**Job 1**.
Translate into Spanish the following sentence from the passage on the Jewish Museum: "The following year the museum gave most New Yorkers their first understanding of Minimalist painting and sculpture when Kynaston McShine organized the epochal exhibition 'Primary Structures.'"
**Job 2**.
Write the next paragraph of the passage on the Jewish Museum, picking up after its final sentence.

*** Given passage

In the 1960s, the New York Jewish Museum became the unlikely leading venue for contemporary avant-garde art in America.Arthur C. Danto
In the 1960s, the New York Jewish Museum became the unlikely leading venue for contemporary avant-garde art in America. It was there, in the former Warburg mansion on upper Fifth Avenue, that enthusiasts for innovative art were able to study, in some depth, the second generation of the New York School, as well as those artists who had already gone well beyond it–Jasper Johns, Robert Rauschenberg, George Segal, Philip Guston, Ad Reinhardt and others. In 1963 Alan Solomon put together the exhibition “Toward a New Abstraction,” with work by, among others, Ellsworth Kelly and Leon Polk Smith, marked by the hard-edged clarity of its forms and colors, and the use of canvases shaped in nontraditional ways. The following year the museum gave most New Yorkers their first understanding of Minimalist painting and sculpture when Kynaston McShine organized the epochal exhibition “Primary Structures.” It would have been difficult to tell from what was on view in the other museums in the city that New York was the most exciting center of artistic innovation in the world, and there can be little question that the extraordinary popularity and prestige of the Jewish Museum’s shows put pressure on its peers to rethink their responsibilities to contemporary art.

******
*** Provided material

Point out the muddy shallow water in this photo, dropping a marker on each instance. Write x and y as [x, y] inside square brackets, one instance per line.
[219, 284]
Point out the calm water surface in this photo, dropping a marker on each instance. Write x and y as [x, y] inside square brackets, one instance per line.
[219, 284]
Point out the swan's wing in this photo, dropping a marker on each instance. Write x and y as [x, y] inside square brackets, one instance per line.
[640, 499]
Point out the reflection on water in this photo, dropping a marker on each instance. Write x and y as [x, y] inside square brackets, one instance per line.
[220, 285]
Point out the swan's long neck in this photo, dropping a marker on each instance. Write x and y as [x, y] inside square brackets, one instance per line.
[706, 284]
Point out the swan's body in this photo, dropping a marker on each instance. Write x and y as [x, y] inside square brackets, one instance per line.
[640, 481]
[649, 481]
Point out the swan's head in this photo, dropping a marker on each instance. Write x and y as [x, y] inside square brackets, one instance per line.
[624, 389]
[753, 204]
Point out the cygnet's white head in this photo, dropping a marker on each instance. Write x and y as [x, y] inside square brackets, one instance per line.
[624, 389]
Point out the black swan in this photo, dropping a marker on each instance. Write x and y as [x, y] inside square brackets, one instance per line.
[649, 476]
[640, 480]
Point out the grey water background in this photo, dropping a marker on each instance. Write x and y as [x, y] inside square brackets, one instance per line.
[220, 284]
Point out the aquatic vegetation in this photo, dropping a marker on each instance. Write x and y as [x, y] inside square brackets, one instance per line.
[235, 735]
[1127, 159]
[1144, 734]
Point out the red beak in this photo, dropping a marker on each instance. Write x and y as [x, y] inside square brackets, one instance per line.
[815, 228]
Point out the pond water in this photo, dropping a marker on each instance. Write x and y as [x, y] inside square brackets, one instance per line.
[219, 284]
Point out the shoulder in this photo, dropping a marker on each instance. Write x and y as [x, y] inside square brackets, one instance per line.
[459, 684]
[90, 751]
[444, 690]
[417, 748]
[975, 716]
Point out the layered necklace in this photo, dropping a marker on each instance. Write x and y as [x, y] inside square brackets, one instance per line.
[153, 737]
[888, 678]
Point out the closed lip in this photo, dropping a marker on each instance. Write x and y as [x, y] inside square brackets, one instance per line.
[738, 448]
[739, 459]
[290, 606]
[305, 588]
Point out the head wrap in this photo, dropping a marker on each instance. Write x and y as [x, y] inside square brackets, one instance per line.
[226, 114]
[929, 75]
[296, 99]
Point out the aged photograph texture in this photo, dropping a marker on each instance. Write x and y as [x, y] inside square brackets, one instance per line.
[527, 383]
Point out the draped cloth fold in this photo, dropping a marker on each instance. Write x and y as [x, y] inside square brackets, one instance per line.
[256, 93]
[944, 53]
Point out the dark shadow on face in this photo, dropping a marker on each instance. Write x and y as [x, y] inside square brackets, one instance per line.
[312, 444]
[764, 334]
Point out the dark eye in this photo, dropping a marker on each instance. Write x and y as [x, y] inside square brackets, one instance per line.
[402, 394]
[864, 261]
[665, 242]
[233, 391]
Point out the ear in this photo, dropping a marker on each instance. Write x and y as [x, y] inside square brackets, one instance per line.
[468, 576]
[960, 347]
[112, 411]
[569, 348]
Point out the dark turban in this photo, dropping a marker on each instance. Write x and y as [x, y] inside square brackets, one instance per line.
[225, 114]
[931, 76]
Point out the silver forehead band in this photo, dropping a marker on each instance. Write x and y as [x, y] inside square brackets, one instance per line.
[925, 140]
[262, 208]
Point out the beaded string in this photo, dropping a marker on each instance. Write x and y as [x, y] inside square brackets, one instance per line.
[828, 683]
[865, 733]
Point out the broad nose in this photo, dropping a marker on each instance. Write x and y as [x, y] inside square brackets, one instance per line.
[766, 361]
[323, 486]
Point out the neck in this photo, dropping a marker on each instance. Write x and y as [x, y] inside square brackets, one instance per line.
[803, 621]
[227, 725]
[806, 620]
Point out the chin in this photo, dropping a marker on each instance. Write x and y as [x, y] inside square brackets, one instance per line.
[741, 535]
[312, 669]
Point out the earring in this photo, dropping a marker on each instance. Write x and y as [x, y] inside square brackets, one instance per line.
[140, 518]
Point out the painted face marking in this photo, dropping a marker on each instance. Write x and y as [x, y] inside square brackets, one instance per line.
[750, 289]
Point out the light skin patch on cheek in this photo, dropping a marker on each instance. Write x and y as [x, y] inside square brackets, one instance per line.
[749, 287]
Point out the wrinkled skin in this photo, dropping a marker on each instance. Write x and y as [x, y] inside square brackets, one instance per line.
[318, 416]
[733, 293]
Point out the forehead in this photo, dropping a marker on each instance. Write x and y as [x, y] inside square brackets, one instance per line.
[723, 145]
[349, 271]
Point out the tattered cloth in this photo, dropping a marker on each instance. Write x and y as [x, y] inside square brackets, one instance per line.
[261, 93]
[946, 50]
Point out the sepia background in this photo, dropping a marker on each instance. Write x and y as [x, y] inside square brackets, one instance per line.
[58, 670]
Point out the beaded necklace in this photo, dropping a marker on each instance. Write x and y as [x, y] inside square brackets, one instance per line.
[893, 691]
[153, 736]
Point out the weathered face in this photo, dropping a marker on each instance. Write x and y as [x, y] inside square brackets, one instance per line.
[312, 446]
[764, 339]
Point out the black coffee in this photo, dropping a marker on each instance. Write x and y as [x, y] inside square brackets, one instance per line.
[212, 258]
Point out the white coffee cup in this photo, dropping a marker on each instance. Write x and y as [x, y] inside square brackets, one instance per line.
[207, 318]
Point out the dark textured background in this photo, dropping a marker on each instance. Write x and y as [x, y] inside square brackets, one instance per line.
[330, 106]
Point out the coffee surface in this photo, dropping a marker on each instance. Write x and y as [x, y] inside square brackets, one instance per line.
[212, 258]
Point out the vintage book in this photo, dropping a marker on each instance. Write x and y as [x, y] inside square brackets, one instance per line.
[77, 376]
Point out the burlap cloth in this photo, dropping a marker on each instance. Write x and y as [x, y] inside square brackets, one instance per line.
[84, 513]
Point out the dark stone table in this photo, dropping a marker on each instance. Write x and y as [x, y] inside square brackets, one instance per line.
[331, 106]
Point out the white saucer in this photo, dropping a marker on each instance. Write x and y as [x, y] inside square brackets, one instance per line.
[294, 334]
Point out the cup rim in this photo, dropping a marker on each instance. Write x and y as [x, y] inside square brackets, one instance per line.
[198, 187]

******

**Exercise response 1**.
Al año siguiente, el museo brindó a la mayoría de los neoyorquinos su primera comprensión de la pintura y la escultura minimalistas cuando Kynaston McShine organizó la trascendental exposición «Primary Structures».

**Exercise response 2**.
At the same time, however, the success of those shows created considerable tensions between the museum and its parent institution, the Jewish Theological Seminary, not to mention the more conservative elements in New York’s Jewish community. The museum was originally intended to house and study ritual and ceremonial objects the seminary had acquired. It had never been intended as a hot spot for non-Jewish artists to display their work for a cosmopolitan audience. My own view was that nothing could be more Jewish than supporting advanced art, and that a European tradition of Jewish patronage, disrupted by fascism, had been taken up by American collectors like Vera List, who had become powers on the museum’s board of directors. In the end, conservatism triumphed, and the Jewish Museum disappeared from the “What’s Going on in New York” pages of magazines. Unless you had a passion for Jewish artifacts and their historical significance, there was no reason to set foot in what for a decade had been the improbable site of radical artistic exploration.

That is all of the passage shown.